→ **WRITTEN INSTRUCTION**:
Update the lines starting at the one containing "like [(182, 230)]." and ending at the one containing "318), (333, 432)]", replacing "scouting log" with "field notes" and changing nothing else. Return only those lines.
** Begin GIVEN INFORMATION **
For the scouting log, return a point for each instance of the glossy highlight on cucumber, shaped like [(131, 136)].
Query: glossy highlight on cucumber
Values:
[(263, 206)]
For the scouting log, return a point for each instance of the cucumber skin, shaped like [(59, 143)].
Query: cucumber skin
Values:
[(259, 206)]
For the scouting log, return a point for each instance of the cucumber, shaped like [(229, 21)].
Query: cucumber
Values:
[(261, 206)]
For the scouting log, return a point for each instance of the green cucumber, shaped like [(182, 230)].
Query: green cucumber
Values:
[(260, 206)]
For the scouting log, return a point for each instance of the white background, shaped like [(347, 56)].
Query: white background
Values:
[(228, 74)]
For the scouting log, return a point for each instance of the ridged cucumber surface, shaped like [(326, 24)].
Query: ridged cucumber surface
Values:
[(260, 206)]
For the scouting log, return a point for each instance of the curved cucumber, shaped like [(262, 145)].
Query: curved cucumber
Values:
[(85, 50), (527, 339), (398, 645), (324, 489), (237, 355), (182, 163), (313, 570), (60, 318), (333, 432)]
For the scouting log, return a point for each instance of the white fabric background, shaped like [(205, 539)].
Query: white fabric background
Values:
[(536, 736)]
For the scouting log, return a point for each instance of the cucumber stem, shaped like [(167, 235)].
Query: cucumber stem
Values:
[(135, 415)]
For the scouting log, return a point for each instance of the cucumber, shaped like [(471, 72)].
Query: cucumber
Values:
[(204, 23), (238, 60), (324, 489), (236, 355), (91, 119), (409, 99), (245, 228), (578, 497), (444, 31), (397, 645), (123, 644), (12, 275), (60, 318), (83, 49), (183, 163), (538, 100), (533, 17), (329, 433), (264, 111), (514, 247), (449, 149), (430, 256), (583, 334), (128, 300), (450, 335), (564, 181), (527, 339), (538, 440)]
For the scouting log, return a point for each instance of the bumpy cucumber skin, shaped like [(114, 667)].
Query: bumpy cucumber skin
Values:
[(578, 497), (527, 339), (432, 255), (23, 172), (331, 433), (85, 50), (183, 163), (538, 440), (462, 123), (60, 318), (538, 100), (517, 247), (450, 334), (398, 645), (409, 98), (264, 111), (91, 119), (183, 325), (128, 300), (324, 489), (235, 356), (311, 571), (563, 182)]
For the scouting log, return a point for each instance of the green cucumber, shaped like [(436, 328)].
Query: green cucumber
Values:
** End GIVEN INFORMATION **
→ **RESULT FOR THIS TASK**:
For the field notes, return a point for each instance of the green cucumber, shaped like [(182, 230)].
Query: green cucumber
Values:
[(260, 206)]
For the field notes, return a point for each instance of the white background, shaped like [(347, 56)].
Query: white background
Values:
[(228, 74)]
For the field notes, return a point for each instance of the ridged cucumber surface, shaped like [(326, 24)].
Query: ridged cucumber surface
Values:
[(260, 206)]
For the field notes, return a point for each instance of the curved cucumber, shaped like [(262, 145)].
Query: curved cucumber
Values:
[(85, 50), (527, 339), (398, 645), (324, 489), (237, 355), (182, 163), (313, 570), (60, 318), (333, 432)]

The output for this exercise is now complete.